**Objective**:
Write out all of the entries exactly, please.

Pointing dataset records
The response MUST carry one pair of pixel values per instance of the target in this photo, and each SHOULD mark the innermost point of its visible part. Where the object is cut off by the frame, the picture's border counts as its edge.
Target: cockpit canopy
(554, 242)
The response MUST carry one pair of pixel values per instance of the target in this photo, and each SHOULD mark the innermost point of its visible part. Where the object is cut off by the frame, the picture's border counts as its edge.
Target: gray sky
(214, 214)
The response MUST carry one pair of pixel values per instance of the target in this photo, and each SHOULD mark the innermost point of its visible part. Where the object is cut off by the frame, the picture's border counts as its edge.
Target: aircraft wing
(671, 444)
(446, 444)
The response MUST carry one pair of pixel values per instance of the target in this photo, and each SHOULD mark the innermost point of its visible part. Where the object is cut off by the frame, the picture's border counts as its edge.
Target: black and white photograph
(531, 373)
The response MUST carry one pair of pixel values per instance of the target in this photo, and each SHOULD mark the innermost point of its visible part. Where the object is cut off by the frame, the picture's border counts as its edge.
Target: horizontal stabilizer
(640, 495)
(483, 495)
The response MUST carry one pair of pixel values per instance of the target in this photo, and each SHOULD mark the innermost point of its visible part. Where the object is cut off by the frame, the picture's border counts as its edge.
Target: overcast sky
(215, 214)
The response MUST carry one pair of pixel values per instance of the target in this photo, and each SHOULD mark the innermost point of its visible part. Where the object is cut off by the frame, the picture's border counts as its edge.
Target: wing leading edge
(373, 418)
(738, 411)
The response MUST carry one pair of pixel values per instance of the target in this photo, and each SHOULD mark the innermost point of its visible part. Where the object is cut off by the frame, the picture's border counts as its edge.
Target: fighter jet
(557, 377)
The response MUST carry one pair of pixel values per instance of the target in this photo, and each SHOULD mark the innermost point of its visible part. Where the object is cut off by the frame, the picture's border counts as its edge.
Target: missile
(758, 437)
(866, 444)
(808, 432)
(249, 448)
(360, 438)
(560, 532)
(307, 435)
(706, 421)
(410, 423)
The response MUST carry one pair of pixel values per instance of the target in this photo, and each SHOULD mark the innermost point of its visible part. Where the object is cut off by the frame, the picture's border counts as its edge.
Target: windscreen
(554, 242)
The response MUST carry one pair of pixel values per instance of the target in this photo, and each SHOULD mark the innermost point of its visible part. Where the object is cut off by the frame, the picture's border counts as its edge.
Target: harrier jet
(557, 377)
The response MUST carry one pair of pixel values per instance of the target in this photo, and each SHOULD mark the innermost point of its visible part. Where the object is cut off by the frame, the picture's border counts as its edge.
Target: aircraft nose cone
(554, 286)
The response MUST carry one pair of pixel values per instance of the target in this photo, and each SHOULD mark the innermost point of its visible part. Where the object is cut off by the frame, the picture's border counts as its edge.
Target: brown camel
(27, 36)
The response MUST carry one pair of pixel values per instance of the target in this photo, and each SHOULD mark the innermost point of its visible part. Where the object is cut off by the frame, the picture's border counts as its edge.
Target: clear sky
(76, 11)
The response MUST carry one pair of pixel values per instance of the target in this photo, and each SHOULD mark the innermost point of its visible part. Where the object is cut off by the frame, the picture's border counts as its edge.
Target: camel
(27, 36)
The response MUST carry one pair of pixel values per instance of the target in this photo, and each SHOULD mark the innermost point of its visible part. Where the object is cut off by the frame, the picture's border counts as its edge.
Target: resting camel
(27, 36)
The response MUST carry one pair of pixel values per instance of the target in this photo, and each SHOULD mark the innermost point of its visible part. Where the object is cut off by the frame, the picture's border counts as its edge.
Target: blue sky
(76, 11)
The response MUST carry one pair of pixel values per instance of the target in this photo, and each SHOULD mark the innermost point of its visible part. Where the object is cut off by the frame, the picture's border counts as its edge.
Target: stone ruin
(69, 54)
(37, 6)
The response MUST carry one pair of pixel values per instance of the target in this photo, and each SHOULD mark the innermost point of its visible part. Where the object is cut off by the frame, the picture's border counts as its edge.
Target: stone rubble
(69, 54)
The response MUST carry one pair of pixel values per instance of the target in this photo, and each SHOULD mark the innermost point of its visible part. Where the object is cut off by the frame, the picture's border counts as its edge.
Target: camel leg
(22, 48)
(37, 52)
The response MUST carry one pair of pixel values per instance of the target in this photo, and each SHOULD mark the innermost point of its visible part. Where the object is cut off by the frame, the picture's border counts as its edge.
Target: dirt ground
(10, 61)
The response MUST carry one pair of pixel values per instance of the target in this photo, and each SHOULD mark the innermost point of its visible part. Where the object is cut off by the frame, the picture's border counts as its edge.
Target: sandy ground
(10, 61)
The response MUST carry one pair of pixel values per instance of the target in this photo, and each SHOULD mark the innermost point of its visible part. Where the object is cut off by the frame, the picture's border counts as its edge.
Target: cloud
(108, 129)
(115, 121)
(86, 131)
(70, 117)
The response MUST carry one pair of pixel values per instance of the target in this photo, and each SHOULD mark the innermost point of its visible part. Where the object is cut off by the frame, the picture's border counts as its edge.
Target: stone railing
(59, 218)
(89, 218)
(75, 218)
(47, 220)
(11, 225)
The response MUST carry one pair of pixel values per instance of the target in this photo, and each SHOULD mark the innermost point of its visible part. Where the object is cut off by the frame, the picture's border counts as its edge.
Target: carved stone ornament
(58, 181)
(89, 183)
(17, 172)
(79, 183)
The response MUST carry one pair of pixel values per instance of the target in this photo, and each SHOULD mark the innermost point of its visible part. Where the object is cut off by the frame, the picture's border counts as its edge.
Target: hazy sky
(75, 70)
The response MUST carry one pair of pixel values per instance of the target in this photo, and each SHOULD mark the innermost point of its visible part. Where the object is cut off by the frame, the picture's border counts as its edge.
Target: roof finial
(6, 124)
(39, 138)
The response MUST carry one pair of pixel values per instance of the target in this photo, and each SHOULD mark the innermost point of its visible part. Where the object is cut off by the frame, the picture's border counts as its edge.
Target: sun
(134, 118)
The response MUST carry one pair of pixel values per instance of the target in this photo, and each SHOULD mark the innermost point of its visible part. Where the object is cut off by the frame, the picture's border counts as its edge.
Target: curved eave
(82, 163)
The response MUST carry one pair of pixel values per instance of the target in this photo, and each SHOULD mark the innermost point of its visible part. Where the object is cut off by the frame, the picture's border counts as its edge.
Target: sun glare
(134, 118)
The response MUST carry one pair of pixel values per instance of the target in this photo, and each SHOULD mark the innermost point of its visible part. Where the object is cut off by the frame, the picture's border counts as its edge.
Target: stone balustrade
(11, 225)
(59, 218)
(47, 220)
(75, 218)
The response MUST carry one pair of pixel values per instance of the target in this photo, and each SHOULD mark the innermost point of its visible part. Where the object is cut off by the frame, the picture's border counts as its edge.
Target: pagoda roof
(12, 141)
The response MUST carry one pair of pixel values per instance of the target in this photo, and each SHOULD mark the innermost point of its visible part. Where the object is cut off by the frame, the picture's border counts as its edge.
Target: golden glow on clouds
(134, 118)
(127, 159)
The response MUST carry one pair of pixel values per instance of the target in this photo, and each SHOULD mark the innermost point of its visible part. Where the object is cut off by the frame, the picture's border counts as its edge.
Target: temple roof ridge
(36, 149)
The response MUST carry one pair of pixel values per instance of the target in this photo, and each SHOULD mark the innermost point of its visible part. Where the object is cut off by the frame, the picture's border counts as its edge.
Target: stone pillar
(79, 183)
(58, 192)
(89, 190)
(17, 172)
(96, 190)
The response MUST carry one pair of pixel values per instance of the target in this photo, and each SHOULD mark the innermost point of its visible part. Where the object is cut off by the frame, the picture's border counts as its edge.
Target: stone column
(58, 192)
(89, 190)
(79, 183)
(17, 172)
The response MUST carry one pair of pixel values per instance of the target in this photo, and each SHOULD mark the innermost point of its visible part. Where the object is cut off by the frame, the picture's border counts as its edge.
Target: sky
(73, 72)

**Result**:
The response MUST carry one pair of pixel values per instance of the target in this photo, and each SHOULD mark the innermost point of its visible part. Where the object is cut off by the frame, the picture's border counts as its edge.
Target: cockpit canopy
(554, 242)
The response MUST carry one pair of pixel values per instance of the target in this photo, and each SHOULD mark the innermost point of its visible part. Where the object is cut off by the frame, the picture's border counts as its edge.
Target: gray sky
(214, 214)
The response MUST carry one pair of pixel values per instance of the target in this photo, and each SHOULD mark the innermost point of its visible part. Where the object is cut off by the frame, the picture's border counts as its edge.
Target: aircraft wing
(671, 444)
(446, 444)
The response MUST carry one pair of pixel values per instance of the target in this photo, and each SHOULD mark the innermost point of its visible part. Where the object is cut off by the frame, the picture's border counts as its edge.
Target: black and white photograph
(531, 373)
The response MUST carry one pair of pixel values per instance of the target in this photo, and each SHOULD mark the innermost point of its visible part. Where the object is cut off by the frame, the picture's border counts as its edge.
Target: horizontal stabilizer
(640, 495)
(483, 495)
The response MUST carry one pair of pixel values per instance of the target in this photo, and each SHOULD mark the innermost point of its visible part. Where the object is cut off by the frame, the picture's border counts as its edge.
Target: overcast sky
(215, 214)
The response MUST carry one pair of pixel values per instance of the target in this photo, and each SHOULD mark the innermost point of its visible part. Where the object is cut off by the frame, the picture's border counts as its edge.
Target: wing leading edge
(373, 418)
(738, 411)
The response MUST carry one pair of pixel values per instance of the target in this photo, and each SHOULD mark the innermost point of its visible part. Where the object is cut off by the frame, the picture's border counts as its edge.
Target: fighter jet
(557, 377)
The response MUST carry one pair of pixel values per instance of the target in this photo, and each SHOULD mark the innermost point of its visible part. Where the object is cut off by the frame, the picture's border counts as its edge.
Target: missile
(758, 437)
(866, 444)
(808, 432)
(249, 448)
(360, 438)
(560, 532)
(307, 435)
(706, 421)
(410, 423)
The response MUST carry one pair of pixel values per instance of the target in this photo, and each SHOULD mark the innermost point of its visible part. Where the object is cut off by the frame, the picture's border counts as its edge.
Target: windscreen
(554, 242)
The response MUST carry one pair of pixel values per instance of the target in this photo, and each SHOULD mark the innermost point of its visible part. Where the object is cut off by the frame, the picture's border counts as its edge.
Target: harrier jet
(557, 377)
The response MUST carry one pair of pixel values per instance of the target in this photo, and each SHOULD mark the innermost point of its visible part. Where the object is cut off by the frame, the picture's border counts as its edge.
Target: aircraft nose cone
(554, 286)
The response MUST carry one pair of pixel values per instance of the target in this photo, and each SHOULD mark the innermost point of its visible part. Where the object is cut off by the frame, the picture's border counts as its edge.
Target: brown camel
(27, 36)
The response MUST carry one pair of pixel values per instance of the target in this photo, and each SHOULD mark the innermost point of its visible part. Where the object is cut off by the frame, the picture's border counts as its edge.
Target: clear sky
(76, 11)
The response MUST carry one pair of pixel values per instance of the target in this photo, and each SHOULD mark the innermost point of its visible part. Where the object is cut off by the frame, the picture's border counts as its edge.
Target: camel
(27, 36)
The response MUST carry one pair of pixel values per instance of the target in this photo, and each SHOULD mark the innermost point of its visible part. Where the object is cut off by the frame, the picture's border counts as its edge.
Target: resting camel
(27, 36)
The response MUST carry one pair of pixel values per instance of the target in this photo, and each SHOULD mark the innermost point of its visible part. Where the object is cut off by the frame, the picture's border counts as its edge.
Target: blue sky
(76, 11)
The response MUST carry one pair of pixel values per instance of the target in this photo, and each SHOULD mark the innermost point of its visible part. Where the object is cut off by the frame, the picture's border counts as its edge.
Target: stone ruin
(69, 54)
(37, 6)
The response MUST carry one pair of pixel values per instance of the target in this photo, and each SHOULD mark the innermost point of its visible part. Where the object is cut off by the frame, the picture's border counts as its edge.
Target: stone rubble
(69, 54)
The response MUST carry one pair of pixel values per instance of the target in this photo, and each SHOULD mark the innermost point of its visible part. Where the object is cut off by the frame, the picture's border counts as its edge.
Target: camel leg
(22, 48)
(37, 52)
The response MUST carry one pair of pixel values per instance of the target in this photo, and each SHOULD mark the innermost point of its visible part. Where the object is cut off by the frame, the picture's border counts as its edge.
Target: dirt ground
(10, 61)
The response MUST carry one pair of pixel values per instance of the target in this photo, and each SHOULD mark the innermost point of its visible part. Where the object is cut off by the frame, the picture's border counts as its edge.
Target: sandy ground
(10, 61)
The response MUST carry one pair of pixel values per instance of the target in this photo, and each SHOULD mark the innermost point of its visible part. Where the object is cut off by the frame, the picture's border counts as its edge.
Target: cloud
(108, 129)
(115, 121)
(86, 131)
(70, 117)
The response MUST carry one pair of pixel values per instance of the target in this photo, and each SHOULD mark the innermost point of its visible part. Where the object is cut off by the frame, the picture's border counts as its edge.
Target: stone railing
(59, 218)
(89, 218)
(75, 218)
(47, 220)
(11, 225)
The response MUST carry one pair of pixel values per instance of the target in this photo, and each SHOULD mark the innermost point of its visible part. Where the object is cut off by the frame, the picture's border counts as its edge.
Target: carved stone ornament
(58, 181)
(89, 183)
(17, 172)
(79, 183)
The response MUST carry one pair of pixel values per instance of the target in this photo, and each SHOULD mark the innermost point of its visible part. Where the object is cut off by the frame, the picture's border counts as its edge.
Target: hazy sky
(75, 70)
The response MUST carry one pair of pixel values per instance of the target in this photo, and each SHOULD mark the innermost point of its visible part. Where the object is cut off by the frame, the picture's border counts as its edge.
Target: roof finial
(6, 124)
(39, 138)
The response MUST carry one pair of pixel values per instance of the target in this photo, and each SHOULD mark the innermost point of its visible part. Where the object is cut off by the frame, the picture's border counts as its edge.
Target: sun
(134, 118)
The response MUST carry one pair of pixel values per instance of the target in this photo, and each SHOULD mark the innermost point of its visible part. Where the object is cut off by the frame, the picture's border counts as its edge.
Target: curved eave
(82, 163)
The response MUST carry one pair of pixel values per instance of the target in this photo, and each SHOULD mark the innermost point of its visible part. Where the object is cut off by the frame, the picture's border counts as its edge.
Target: sun glare
(134, 118)
The response MUST carry one pair of pixel values per instance of the target in this photo, and each SHOULD mark the innermost point of its visible part. Where the object is cut off by the frame, the picture's border counts as its edge.
Target: stone balustrade
(11, 225)
(59, 218)
(47, 220)
(75, 218)
The response MUST carry one pair of pixel values per instance of the target in this photo, and each SHOULD mark the innermost point of its visible part. Where the object is cut off by the frame, the picture's border counts as its edge.
Target: pagoda roof
(12, 141)
The response MUST carry one pair of pixel values per instance of the target in this photo, and each SHOULD mark the innermost point of its visible part. Where the object is cut off by the frame, the picture's border counts as its edge.
Target: golden glow on clouds
(134, 118)
(127, 159)
The response MUST carry one pair of pixel values per instance of the target in this photo, and each SHOULD mark the innermost point of its visible part. Where the object is cut off by the frame, the picture's border counts as its edge.
Target: temple roof ridge
(36, 149)
The response MUST carry one pair of pixel values per instance of the target in this photo, and each SHOULD mark the innermost point of its visible part. Where the object is cut off by the frame, the picture's border counts as its edge.
Target: stone pillar
(79, 183)
(58, 192)
(89, 190)
(17, 172)
(96, 190)
The response MUST carry one pair of pixel values per instance of the target in this photo, and each SHOULD mark the innermost point of its visible part. Where the object is cut off by the frame, the picture's border counts as its edge.
Target: stone column
(58, 192)
(89, 190)
(79, 183)
(17, 172)
The response MUST carry one pair of pixel values per instance of the target in this photo, and each SHOULD mark the innermost point of its visible part. Where the object is cut off by the frame, the picture's border counts as its edge.
Target: sky
(73, 72)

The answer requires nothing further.